## Activity
Your task is to print every entry below exactly as given.

##############################

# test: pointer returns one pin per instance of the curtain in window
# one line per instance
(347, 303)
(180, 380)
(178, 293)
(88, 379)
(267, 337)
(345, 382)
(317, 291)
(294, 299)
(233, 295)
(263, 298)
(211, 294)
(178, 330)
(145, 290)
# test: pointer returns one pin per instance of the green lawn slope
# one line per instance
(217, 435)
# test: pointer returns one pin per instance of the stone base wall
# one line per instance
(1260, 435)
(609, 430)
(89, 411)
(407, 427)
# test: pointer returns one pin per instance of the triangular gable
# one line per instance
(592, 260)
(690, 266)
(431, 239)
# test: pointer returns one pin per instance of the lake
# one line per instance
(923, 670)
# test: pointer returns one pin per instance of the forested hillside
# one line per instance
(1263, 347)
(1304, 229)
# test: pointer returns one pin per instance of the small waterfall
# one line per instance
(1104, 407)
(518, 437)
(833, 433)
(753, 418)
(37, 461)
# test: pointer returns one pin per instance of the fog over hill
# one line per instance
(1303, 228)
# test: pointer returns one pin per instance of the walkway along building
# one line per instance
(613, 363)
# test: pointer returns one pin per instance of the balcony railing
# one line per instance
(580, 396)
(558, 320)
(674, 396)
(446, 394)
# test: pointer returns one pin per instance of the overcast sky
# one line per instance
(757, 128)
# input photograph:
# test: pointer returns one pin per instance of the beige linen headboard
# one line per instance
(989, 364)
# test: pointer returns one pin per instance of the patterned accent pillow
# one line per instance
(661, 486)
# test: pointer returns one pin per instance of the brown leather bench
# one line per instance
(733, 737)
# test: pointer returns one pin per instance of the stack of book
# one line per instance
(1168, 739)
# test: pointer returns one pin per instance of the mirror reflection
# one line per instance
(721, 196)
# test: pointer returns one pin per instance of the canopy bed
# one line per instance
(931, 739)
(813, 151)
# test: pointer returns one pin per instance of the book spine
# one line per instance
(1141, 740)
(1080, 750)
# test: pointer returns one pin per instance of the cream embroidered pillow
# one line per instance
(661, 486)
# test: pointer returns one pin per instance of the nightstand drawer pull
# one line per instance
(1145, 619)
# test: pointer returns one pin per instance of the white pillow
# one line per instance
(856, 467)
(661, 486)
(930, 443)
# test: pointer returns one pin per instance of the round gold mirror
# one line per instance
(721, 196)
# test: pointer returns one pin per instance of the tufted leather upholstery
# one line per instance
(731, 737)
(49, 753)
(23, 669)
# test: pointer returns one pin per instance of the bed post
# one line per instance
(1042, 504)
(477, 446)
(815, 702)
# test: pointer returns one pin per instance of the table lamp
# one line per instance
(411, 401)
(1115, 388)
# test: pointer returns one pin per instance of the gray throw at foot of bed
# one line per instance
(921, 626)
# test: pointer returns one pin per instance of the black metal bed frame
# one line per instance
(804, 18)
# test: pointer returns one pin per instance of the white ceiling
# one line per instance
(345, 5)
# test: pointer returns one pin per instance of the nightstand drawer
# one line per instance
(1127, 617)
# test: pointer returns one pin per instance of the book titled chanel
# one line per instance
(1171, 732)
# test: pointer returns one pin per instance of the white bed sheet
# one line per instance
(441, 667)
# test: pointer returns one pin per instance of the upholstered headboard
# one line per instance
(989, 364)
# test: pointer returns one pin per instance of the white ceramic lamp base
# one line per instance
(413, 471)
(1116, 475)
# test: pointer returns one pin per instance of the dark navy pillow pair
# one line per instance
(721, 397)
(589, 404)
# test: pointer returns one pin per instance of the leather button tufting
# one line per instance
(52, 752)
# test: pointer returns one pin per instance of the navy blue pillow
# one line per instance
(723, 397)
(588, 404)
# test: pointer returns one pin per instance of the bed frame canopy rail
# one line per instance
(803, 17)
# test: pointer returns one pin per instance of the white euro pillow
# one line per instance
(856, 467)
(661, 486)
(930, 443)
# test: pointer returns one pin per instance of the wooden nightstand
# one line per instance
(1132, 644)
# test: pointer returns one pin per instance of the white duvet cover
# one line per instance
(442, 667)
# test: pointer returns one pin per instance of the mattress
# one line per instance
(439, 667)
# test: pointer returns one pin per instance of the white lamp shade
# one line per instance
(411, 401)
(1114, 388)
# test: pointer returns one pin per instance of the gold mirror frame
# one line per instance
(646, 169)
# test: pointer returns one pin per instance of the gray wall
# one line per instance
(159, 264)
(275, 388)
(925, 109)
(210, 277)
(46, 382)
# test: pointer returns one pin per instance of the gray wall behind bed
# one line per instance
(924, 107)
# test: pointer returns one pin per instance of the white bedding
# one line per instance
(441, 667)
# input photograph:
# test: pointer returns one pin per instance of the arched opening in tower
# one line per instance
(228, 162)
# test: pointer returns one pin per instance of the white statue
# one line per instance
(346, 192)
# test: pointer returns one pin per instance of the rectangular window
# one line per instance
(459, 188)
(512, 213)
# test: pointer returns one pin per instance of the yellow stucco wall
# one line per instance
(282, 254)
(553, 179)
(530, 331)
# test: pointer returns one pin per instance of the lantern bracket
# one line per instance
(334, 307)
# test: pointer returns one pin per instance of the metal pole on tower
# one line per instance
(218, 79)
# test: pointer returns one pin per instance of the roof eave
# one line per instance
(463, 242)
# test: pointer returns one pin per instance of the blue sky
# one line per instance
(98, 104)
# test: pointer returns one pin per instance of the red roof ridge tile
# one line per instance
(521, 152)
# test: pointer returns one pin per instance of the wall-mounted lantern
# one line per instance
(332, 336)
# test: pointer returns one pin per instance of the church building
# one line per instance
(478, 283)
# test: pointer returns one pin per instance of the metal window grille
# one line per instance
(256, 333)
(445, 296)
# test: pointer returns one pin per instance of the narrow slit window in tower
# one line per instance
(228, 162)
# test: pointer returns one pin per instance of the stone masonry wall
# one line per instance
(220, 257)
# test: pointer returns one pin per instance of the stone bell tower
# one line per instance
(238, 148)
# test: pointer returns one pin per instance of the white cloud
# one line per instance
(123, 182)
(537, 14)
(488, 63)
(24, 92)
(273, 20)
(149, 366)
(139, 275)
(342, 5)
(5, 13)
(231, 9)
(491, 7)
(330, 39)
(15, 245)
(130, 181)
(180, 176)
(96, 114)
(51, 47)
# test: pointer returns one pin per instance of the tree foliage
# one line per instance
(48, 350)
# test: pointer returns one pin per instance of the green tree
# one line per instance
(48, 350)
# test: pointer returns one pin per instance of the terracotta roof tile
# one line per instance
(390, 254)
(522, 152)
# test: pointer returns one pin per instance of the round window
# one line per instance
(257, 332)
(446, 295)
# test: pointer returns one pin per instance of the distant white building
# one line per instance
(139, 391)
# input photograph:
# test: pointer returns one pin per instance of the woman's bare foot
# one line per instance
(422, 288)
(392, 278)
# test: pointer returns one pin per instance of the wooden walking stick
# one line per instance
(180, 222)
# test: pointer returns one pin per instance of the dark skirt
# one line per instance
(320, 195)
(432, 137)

##############################

## Response below
# test: pointer returns one pin per instance of the curtain in window
# one line per instance
(347, 303)
(180, 380)
(178, 293)
(88, 379)
(267, 337)
(345, 382)
(317, 291)
(294, 299)
(233, 295)
(263, 298)
(211, 294)
(178, 330)
(145, 290)
# test: pointer returns one pin per instance of the green lawn slope
# one line per instance
(217, 435)
# test: pointer returns one pin per instance of the stone base wall
# one line per instance
(1260, 435)
(609, 430)
(89, 411)
(407, 427)
# test: pointer returns one pin per instance of the triangular gable
# one line per instance
(592, 260)
(690, 266)
(431, 239)
# test: pointer returns one pin per instance of the lake
# one line per instance
(923, 670)
# test: pointer returns one pin per instance of the forested hillside
# one line per instance
(1263, 347)
(1304, 229)
# test: pointer returns one pin per instance of the small waterfall
# one line per instance
(1104, 407)
(518, 437)
(833, 433)
(753, 418)
(37, 461)
# test: pointer returns one pin per instance of the fog over hill
# one line per instance
(1303, 228)
# test: pointer returns one pin per instance of the walkway along building
# one line per instance
(613, 363)
# test: pointer returns one pin per instance of the balcony railing
# one line per instance
(580, 396)
(558, 320)
(674, 396)
(446, 394)
# test: pointer returns one pin per instance of the overcast sky
# one line per instance
(757, 128)
# input photograph:
# test: pointer returns one pin per instance of the beige linen headboard
# one line per instance
(989, 364)
# test: pointer returns one pin per instance of the patterned accent pillow
# one line per instance
(661, 486)
# test: pointer returns one pin per instance of the brown leather bench
# one line per instance
(733, 737)
# test: pointer returns one pin per instance of the stack of book
# one line per instance
(1168, 739)
# test: pointer returns one pin per instance of the mirror reflection
# one line per instance
(721, 196)
# test: pointer returns one pin per instance of the canopy bed
# one line per instance
(931, 739)
(813, 151)
# test: pointer returns one pin per instance of the book spine
# one line per instance
(1141, 740)
(1080, 750)
# test: pointer returns one pin per instance of the cream embroidered pillow
# one line per instance
(661, 486)
# test: pointer returns one pin per instance of the nightstand drawer pull
# one line per instance
(1145, 619)
# test: pointer returns one pin per instance of the white pillow
# one line per instance
(856, 467)
(661, 486)
(930, 443)
# test: pointer returns one pin per instance of the round gold mirror
# one line per instance
(721, 196)
# test: pointer returns one pin per instance of the tufted leather upholstery
# one line per instance
(731, 737)
(49, 753)
(23, 669)
# test: pointer returns one pin per instance of the bed post
# one line per instance
(1042, 504)
(477, 446)
(815, 702)
# test: pointer returns one pin per instance of the table lamp
# one line per instance
(411, 401)
(1115, 388)
# test: pointer returns one pin per instance of the gray throw at foot of bed
# one line per instance
(921, 626)
# test: pointer returns one pin per instance of the black metal bed frame
# one line per instance
(804, 18)
# test: pointer returns one pin per instance of the white ceiling
# one line per instance
(345, 5)
# test: pointer returns one pin per instance of the nightstand drawer
# one line per instance
(1127, 617)
# test: pointer returns one pin per instance of the book titled chanel
# one line per instance
(1171, 732)
# test: pointer returns one pin per instance of the white bed sheet
# one line per instance
(441, 667)
# test: pointer returns one pin per instance of the upholstered headboard
# one line per instance
(989, 364)
# test: pointer returns one pin per instance of the white ceramic lamp base
# one line per instance
(413, 471)
(1116, 475)
# test: pointer returns one pin per instance of the dark navy pillow pair
# one line per instance
(721, 397)
(589, 404)
# test: pointer returns one pin per instance of the leather button tufting
# one line per instance
(52, 752)
# test: pointer returns one pin per instance of the navy blue pillow
# one line per instance
(723, 397)
(588, 404)
# test: pointer returns one pin per instance of the bed frame canopy rail
# one line per instance
(803, 17)
# test: pointer returns one pin per instance of the white euro pillow
# one line per instance
(856, 467)
(661, 486)
(930, 443)
# test: pointer returns one pin per instance of the wooden nightstand
# one line per instance
(1132, 644)
# test: pointer returns one pin per instance of the white duvet cover
# one line per instance
(442, 667)
# test: pointer returns one pin per instance of the mattress
# one line per instance
(439, 667)
# test: pointer returns one pin per instance of the white lamp shade
# one line per instance
(411, 401)
(1114, 388)
# test: pointer returns one pin per instance of the gold mirror frame
# one line per instance
(646, 169)
# test: pointer returns one pin per instance of the gray wall
# one line per instance
(159, 264)
(275, 388)
(925, 109)
(210, 277)
(46, 382)
# test: pointer returns one pin per instance of the gray wall behind bed
# one line per instance
(924, 107)
# test: pointer returns one pin per instance of the white bedding
# one line per instance
(441, 667)
# input photograph:
# test: pointer returns one pin per instance of the arched opening in tower
# one line per instance
(228, 162)
# test: pointer returns one pin per instance of the white statue
# one line per instance
(346, 192)
# test: pointer returns one pin per instance of the rectangular window
# one line per instance
(459, 188)
(512, 213)
# test: pointer returns one pin per instance of the yellow stucco wall
# one line per instance
(282, 254)
(553, 179)
(530, 331)
# test: pointer returns one pin per instance of the lantern bracket
# one line per instance
(334, 307)
# test: pointer returns one pin per instance of the metal pole on tower
# one line per instance
(218, 79)
# test: pointer returns one pin per instance of the roof eave
# one line per instance
(463, 242)
# test: pointer returns one pin per instance of the blue sky
# one line per instance
(98, 104)
# test: pointer returns one pin per instance of the red roof ridge tile
# one line per instance
(521, 152)
# test: pointer returns one pin per instance of the wall-mounted lantern
# one line per instance
(332, 336)
# test: pointer returns one pin per instance of the church building
# one line per instance
(478, 283)
# test: pointer returns one pin per instance of the metal window grille
# one line per instance
(256, 333)
(445, 296)
# test: pointer returns one pin per instance of the narrow slit window in tower
# one line per instance
(228, 162)
# test: pointer returns one pin per instance of the stone masonry wall
# one line per instance
(220, 257)
# test: pointer returns one pin per instance of the stone bell tower
# one line per instance
(238, 148)
# test: pointer returns one pin per instance of the white cloud
# one line per instance
(123, 182)
(537, 14)
(488, 63)
(24, 92)
(273, 20)
(149, 366)
(139, 275)
(342, 5)
(5, 13)
(231, 9)
(491, 7)
(330, 39)
(15, 245)
(130, 181)
(180, 176)
(96, 114)
(51, 47)
# test: pointer returns one pin per instance of the tree foliage
# one line per instance
(48, 350)
# test: pointer returns one pin per instance of the green tree
# one line per instance
(48, 350)
# test: pointer returns one pin per instance of the terracotta roof tile
# one line per instance
(390, 254)
(522, 152)
# test: pointer returns one pin per instance of the round window
# one line per instance
(257, 332)
(446, 295)
# test: pointer returns one pin per instance of the distant white building
# one line per instance
(139, 391)
# input photograph:
# test: pointer returns one pin per instance of the woman's bare foot
# one line per instance
(422, 288)
(392, 278)
# test: pointer returns one pin per instance of the wooden walking stick
# one line per instance
(180, 222)
# test: pointer returns one pin per instance of the dark skirt
# one line per instance
(320, 195)
(432, 137)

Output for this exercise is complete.